→ Problem
Return every line of the material below that contains the word "coat", matching case exactly.

## START The records

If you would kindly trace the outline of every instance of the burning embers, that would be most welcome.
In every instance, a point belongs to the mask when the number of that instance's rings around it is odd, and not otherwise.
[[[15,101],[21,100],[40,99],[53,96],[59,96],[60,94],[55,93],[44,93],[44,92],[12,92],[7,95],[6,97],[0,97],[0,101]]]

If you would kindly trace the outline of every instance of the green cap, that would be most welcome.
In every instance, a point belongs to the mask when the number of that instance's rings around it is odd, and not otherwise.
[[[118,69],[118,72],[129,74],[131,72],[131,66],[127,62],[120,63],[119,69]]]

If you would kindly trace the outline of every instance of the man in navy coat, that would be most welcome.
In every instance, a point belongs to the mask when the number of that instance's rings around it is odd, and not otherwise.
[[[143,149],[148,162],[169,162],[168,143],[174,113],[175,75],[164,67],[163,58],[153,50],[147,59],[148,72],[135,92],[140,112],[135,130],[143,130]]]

## END The records
## START The records

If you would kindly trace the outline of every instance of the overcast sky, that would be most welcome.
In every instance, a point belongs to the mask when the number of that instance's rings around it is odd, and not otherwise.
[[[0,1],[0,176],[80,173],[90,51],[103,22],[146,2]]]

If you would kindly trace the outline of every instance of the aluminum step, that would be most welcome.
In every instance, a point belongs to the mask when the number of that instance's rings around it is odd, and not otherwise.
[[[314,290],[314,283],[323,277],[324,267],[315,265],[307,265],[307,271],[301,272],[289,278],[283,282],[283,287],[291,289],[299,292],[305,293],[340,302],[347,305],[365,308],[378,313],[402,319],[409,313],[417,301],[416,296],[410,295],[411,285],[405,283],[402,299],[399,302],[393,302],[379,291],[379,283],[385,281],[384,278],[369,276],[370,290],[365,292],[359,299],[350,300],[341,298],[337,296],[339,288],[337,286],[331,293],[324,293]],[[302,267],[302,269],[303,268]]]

## END The records

→ Answer for this exercise
If you would kindly trace the outline of every instance of the man in navy coat, that would be most welcome.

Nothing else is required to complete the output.